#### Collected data
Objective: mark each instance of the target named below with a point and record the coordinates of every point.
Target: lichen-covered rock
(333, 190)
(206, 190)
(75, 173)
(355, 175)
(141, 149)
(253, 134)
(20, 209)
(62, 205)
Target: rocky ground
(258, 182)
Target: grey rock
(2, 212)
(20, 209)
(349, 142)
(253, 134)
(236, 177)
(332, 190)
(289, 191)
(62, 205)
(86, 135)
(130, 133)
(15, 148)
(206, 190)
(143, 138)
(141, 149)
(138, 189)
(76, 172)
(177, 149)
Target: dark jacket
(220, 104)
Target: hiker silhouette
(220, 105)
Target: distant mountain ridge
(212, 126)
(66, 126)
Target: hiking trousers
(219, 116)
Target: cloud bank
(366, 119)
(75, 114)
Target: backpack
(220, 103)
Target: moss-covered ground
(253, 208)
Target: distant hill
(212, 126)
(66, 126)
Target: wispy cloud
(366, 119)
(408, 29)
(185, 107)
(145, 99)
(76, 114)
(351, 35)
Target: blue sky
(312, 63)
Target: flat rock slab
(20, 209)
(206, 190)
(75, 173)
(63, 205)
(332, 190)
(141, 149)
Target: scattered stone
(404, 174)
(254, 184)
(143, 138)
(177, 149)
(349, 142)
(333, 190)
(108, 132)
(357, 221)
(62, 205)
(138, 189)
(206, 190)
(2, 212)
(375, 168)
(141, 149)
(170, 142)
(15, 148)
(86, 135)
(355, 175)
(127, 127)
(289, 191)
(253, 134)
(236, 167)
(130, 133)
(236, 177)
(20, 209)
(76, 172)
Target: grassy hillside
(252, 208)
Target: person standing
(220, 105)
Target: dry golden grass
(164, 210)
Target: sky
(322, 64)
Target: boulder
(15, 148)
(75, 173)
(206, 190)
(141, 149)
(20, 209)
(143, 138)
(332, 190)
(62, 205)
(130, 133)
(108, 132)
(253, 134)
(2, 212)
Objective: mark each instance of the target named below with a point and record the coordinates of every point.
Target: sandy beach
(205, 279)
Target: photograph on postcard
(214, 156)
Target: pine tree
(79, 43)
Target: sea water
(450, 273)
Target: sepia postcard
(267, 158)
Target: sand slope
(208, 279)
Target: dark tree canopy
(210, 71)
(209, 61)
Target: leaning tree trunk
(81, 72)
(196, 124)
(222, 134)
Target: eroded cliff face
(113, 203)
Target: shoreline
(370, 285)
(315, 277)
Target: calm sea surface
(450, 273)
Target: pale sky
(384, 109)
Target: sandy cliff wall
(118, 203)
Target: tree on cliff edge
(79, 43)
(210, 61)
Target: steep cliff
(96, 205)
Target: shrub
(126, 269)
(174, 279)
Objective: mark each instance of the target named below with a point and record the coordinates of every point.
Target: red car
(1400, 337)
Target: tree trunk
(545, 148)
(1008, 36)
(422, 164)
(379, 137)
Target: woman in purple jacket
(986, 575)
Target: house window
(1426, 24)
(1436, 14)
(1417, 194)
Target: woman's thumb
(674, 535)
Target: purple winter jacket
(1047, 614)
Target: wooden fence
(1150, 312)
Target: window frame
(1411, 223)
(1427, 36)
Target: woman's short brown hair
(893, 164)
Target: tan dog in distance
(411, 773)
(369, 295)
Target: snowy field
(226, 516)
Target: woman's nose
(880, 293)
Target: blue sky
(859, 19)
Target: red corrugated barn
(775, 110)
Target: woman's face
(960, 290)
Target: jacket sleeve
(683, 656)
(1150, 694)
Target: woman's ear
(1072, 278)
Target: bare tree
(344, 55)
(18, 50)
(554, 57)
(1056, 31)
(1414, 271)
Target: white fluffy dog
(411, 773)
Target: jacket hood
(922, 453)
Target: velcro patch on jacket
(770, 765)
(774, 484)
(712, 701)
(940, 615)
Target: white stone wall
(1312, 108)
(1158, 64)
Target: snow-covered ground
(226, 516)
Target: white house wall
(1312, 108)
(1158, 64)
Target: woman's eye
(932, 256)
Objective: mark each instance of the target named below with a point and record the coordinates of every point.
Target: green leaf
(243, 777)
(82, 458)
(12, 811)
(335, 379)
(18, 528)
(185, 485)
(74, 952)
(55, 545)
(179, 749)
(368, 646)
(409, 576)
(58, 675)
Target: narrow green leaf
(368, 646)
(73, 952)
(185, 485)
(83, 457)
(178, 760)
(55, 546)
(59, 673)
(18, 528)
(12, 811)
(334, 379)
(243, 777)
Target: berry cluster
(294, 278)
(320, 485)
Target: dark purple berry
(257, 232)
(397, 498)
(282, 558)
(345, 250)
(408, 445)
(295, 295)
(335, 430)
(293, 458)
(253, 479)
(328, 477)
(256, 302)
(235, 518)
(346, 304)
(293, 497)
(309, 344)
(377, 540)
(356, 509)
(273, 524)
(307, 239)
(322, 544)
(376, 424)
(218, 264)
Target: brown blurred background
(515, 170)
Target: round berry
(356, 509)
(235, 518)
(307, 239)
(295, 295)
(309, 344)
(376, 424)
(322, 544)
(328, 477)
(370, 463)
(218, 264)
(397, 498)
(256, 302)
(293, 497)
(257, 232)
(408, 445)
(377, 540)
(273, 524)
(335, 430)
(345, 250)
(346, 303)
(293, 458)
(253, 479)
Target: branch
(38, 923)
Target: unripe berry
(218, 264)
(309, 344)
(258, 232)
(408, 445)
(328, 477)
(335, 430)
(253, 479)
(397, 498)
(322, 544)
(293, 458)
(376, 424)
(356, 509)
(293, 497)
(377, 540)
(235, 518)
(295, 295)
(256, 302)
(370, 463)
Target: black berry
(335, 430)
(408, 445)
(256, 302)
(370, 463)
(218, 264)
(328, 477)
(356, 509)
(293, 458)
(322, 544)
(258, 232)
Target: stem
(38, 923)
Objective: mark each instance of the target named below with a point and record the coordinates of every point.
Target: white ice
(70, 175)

#### What you have to do
Begin at the line containing "Target: white stone wall" and reproduce each line through the end of the records above.

#### Response
Target: white stone wall
(1312, 108)
(1158, 64)
Target: snow-covered ground
(226, 516)
Target: white house wall
(1312, 108)
(1158, 64)
Target: woman's eye
(932, 256)
Objective: mark each instance of the target named below with a point and record the coordinates of every point.
Target: green leaf
(243, 777)
(82, 458)
(12, 811)
(335, 379)
(18, 528)
(185, 485)
(74, 952)
(55, 545)
(179, 749)
(368, 646)
(409, 576)
(58, 675)
Target: narrow green leaf
(368, 646)
(73, 952)
(185, 485)
(83, 457)
(178, 760)
(55, 546)
(59, 673)
(18, 528)
(12, 811)
(334, 379)
(243, 777)
Target: berry cluster
(294, 278)
(320, 485)
Target: dark purple berry
(257, 232)
(397, 498)
(282, 558)
(345, 250)
(408, 445)
(295, 295)
(335, 430)
(293, 458)
(253, 479)
(328, 477)
(256, 302)
(235, 518)
(346, 304)
(293, 497)
(309, 344)
(377, 540)
(356, 509)
(273, 524)
(307, 239)
(322, 544)
(376, 424)
(218, 264)
Target: brown blurred background
(515, 170)
Target: round berry
(356, 509)
(235, 518)
(307, 239)
(295, 295)
(309, 344)
(376, 424)
(322, 544)
(328, 477)
(370, 463)
(218, 264)
(397, 498)
(256, 302)
(293, 497)
(257, 232)
(408, 445)
(377, 540)
(273, 524)
(335, 430)
(345, 250)
(346, 303)
(293, 458)
(253, 479)
Target: branch
(38, 923)
Target: unripe berry
(218, 264)
(309, 344)
(258, 232)
(408, 445)
(328, 477)
(335, 430)
(253, 479)
(397, 498)
(322, 544)
(293, 458)
(376, 424)
(356, 509)
(293, 497)
(377, 540)
(235, 518)
(295, 295)
(256, 302)
(370, 463)
Target: black berry
(335, 430)
(408, 445)
(256, 302)
(370, 463)
(218, 264)
(328, 477)
(356, 509)
(293, 458)
(322, 544)
(258, 232)
Target: stem
(38, 923)
Objective: mark each instance of the target named below with a point and record the coordinates of every point.
Target: white ice
(70, 175)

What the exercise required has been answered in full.